Transcription, pictures excluded: write out the data below exactly.

Point-per-instance localization data:
========================================================================

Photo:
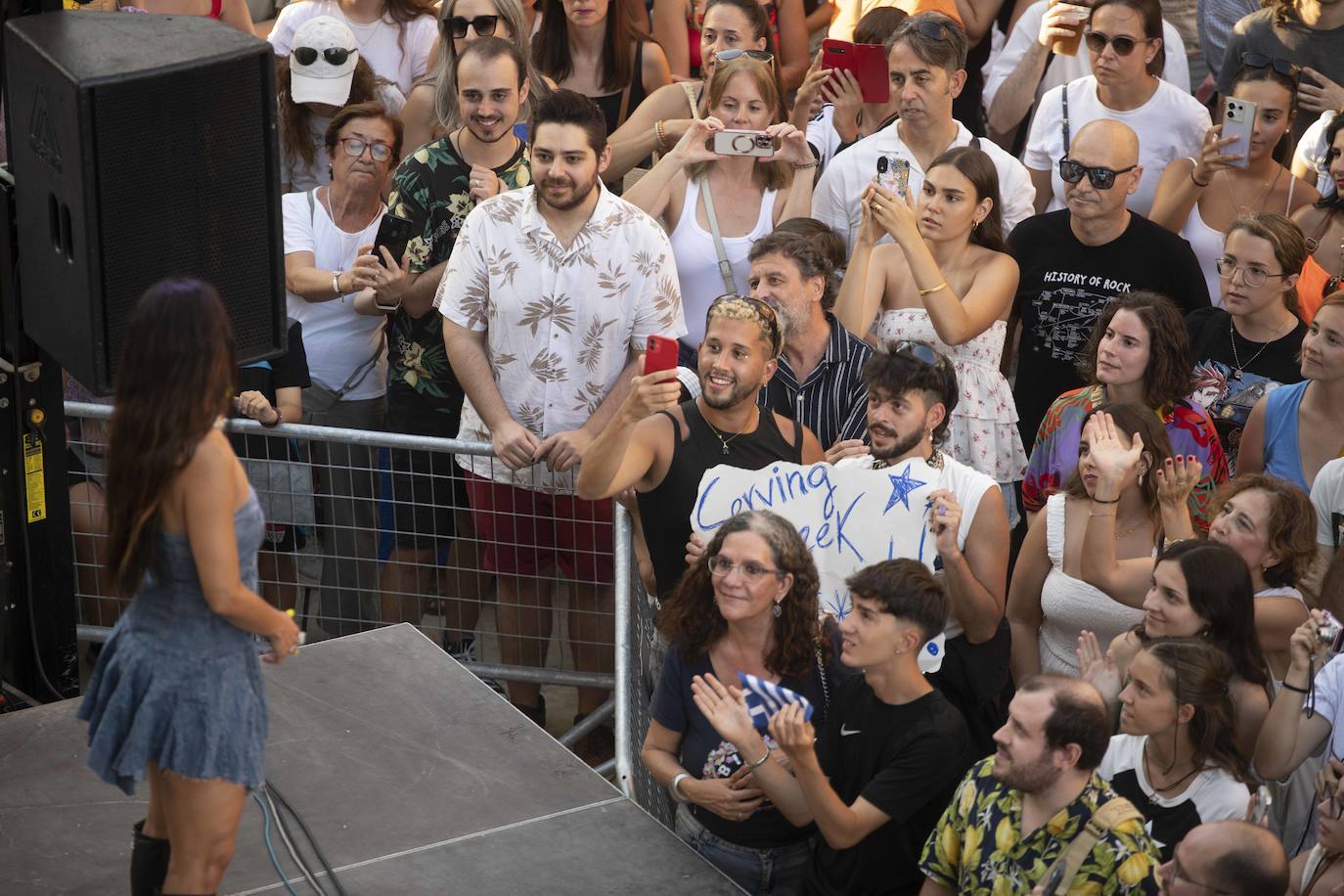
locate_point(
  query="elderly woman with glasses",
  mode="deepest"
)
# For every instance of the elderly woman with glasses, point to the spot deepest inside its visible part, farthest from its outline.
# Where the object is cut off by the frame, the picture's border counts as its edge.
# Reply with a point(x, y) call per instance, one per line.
point(747, 606)
point(1125, 43)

========================================================================

SOLUTION TO THIS TASK:
Photo:
locate_point(
  query="elderly woman with glasses",
  mode="deepest"
)
# For every instance of the elderly woman with glasses, point to the spot deepest inside its visible part, farthest from its outline.
# Where the object is cut off by the frame, the picture's border counts as its edge.
# Reply with a point(x, y) call per instance, one per line.
point(747, 606)
point(1125, 43)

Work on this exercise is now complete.